**READING TEXT**
———

Zymography is an electrophoretic technique used to detect hydrolytic enzymes and their activity. This method involves the use of polyacrylamide gel embedded with fluorogenic substrates to visualize protease activity through fluorescence.
Zymography is an electrophoretic technique that involves a protein substrate copolymerized with polyacrylamide gel to detect hydrolytic enzymes and their activity. To begin, dissolve samples in a zymography buffer containing glycerol, sodium dodecyl sulfate or SDS, and bromophenol blue.
Glycerol makes the sample buffer denser than the surrounding running buffer of the gel, enabling easy loading into the gel pockets. SDS - an anionic detergent - denatures enzymes in the sample and coats them with a negative charge. Bromophenol blue - a tracking dye - helps monitor the sample progress in the gel.
Load the samples in polyacrylamide gel embedded with fluorogenic substrates to detect protease activity. Now, connect the electrodes and begin electrophoresis. The generated electric field causes all the SDS-bound enzymes to migrate through the gel towards the positively charged electrode.

———

**DATASET**

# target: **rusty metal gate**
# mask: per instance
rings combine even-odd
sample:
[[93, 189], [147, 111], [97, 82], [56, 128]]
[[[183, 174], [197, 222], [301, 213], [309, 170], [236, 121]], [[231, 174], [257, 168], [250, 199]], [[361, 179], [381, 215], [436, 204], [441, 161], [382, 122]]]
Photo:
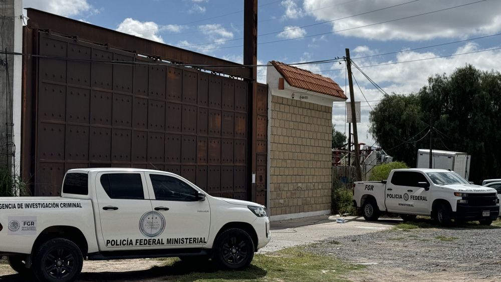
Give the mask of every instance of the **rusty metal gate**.
[[23, 138], [34, 142], [23, 143], [32, 144], [34, 159], [23, 171], [35, 195], [60, 194], [72, 168], [134, 167], [179, 174], [212, 195], [266, 204], [267, 86], [258, 88], [251, 191], [246, 81], [49, 31], [25, 31], [27, 37], [34, 53], [47, 56], [25, 64], [34, 69], [25, 80], [35, 82], [25, 87], [31, 100], [24, 108], [34, 112], [23, 115], [33, 126]]

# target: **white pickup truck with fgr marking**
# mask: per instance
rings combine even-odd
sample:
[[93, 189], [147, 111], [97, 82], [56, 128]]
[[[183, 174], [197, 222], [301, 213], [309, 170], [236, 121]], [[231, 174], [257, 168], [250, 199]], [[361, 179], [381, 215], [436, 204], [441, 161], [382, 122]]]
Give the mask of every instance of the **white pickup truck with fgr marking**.
[[67, 282], [84, 259], [169, 256], [241, 269], [271, 238], [264, 206], [168, 172], [72, 169], [61, 195], [0, 198], [0, 256], [16, 271]]
[[356, 182], [353, 203], [367, 220], [387, 212], [399, 214], [404, 220], [420, 215], [442, 225], [452, 219], [490, 225], [499, 212], [495, 189], [470, 184], [445, 169], [394, 169], [387, 180]]

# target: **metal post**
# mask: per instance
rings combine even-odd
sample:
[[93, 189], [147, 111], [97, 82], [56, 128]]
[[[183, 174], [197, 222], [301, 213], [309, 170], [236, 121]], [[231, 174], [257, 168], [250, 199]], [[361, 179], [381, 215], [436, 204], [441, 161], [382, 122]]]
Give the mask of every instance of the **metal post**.
[[358, 135], [357, 132], [357, 113], [355, 109], [355, 95], [353, 94], [353, 81], [351, 76], [351, 59], [350, 59], [350, 49], [346, 48], [346, 68], [348, 69], [348, 80], [350, 86], [350, 100], [351, 101], [351, 118], [353, 124], [353, 143], [355, 145], [355, 165], [357, 170], [357, 181], [362, 180], [362, 171], [360, 170], [360, 154], [358, 151]]

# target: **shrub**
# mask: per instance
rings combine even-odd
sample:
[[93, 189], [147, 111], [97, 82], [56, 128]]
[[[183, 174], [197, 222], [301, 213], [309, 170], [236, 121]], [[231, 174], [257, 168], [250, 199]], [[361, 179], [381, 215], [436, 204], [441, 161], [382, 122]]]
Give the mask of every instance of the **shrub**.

———

**REQUIRED WORK**
[1] Answer these questions using the zymography text:
(a) What three components does the zymography buffer contain?
(b) What does bromophenol blue help monitor?
(c) Toward which electrode do the SDS-bound enzymes migrate?
[2] Repeat the zymography text word for word from "Zymography is an electrophoretic technique that" to "in the gel.".
The rows have no connection to the zymography text.

**ANSWERS TO THIS EXERCISE**
[1]
(a) Glycerol, sodium dodecyl sulfate (SDS), and bromophenol blue.
(b) The sample's progress in the gel.
(c) The positively charged electrode.

[2]
Zymography is an electrophoretic technique that involves a protein substrate copolymerized with polyacrylamide gel to detect hydrolytic enzymes and their activity. To begin, dissolve samples in a zymography buffer containing glycerol, sodium dodecyl sulfate or SDS, and bromophenol blue.
Glycerol makes the sample buffer denser than the surrounding running buffer of the gel, enabling easy loading into the gel pockets. SDS - an anionic detergent - denatures enzymes in the sample and coats them with a negative charge. Bromophenol blue - a tracking dye - helps monitor the sample progress in the gel.